*YOUR TASK*.
Return each line below that contains the word "asphalt", copying every such line in full.

*MATERIAL SUPPLIED*.
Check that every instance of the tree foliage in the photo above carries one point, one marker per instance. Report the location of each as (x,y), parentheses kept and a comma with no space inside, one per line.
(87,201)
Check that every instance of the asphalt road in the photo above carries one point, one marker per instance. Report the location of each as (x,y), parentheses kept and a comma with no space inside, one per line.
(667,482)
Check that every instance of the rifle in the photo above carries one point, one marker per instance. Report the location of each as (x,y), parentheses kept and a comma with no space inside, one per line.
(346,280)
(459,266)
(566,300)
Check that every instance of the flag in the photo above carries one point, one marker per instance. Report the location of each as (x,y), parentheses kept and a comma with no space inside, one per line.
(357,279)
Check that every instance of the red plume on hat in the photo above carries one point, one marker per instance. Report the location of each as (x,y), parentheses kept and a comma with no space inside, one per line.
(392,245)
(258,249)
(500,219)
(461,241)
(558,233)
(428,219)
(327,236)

* * *

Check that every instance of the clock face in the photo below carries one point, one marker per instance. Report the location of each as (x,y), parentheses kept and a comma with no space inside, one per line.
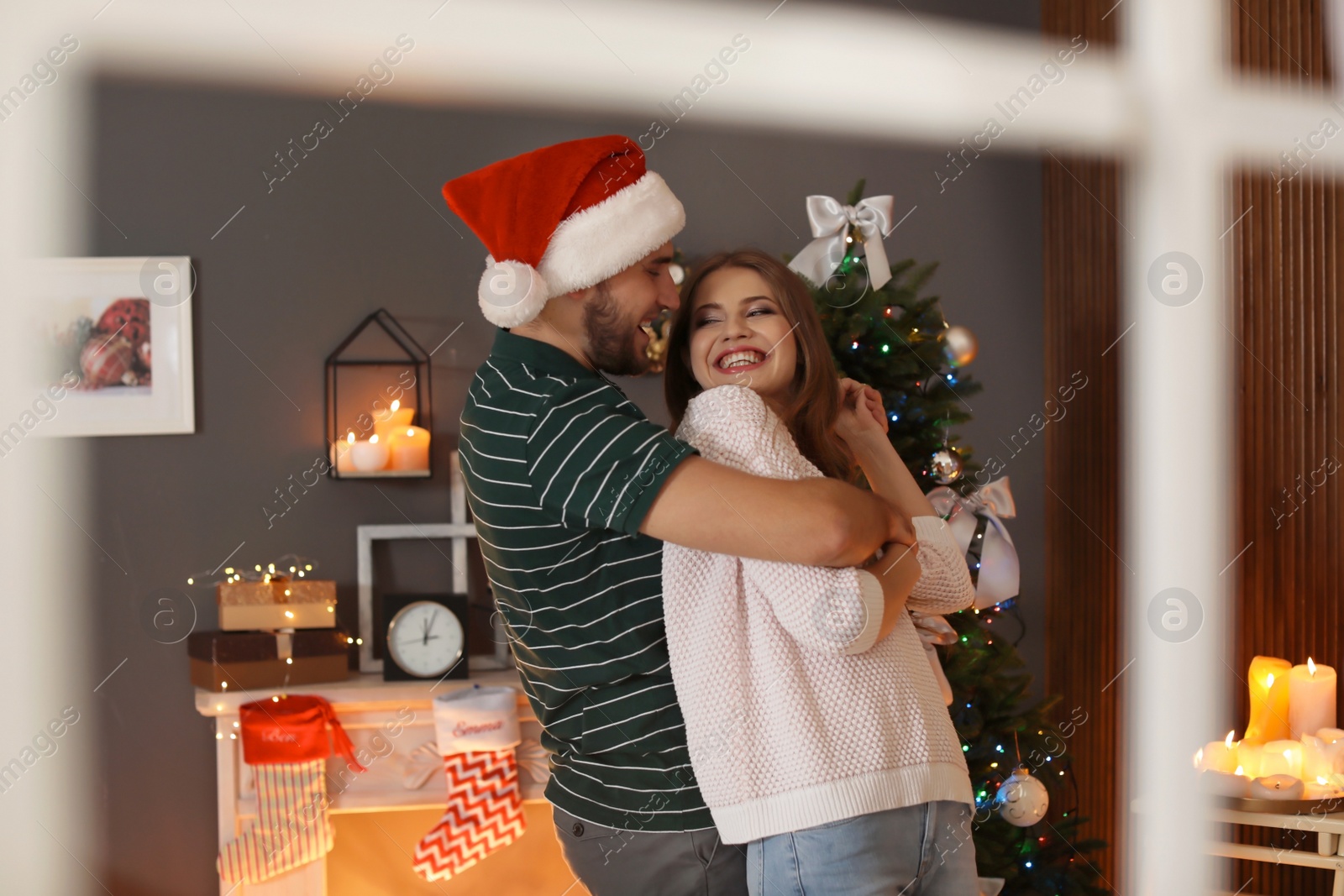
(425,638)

*ANSWER BELOW*.
Check that every instance of the asphalt road in the photo above carries one point, one marker per instance. Report the location of each as (x,y), parentheses kept and a comma with no space inside, one per line.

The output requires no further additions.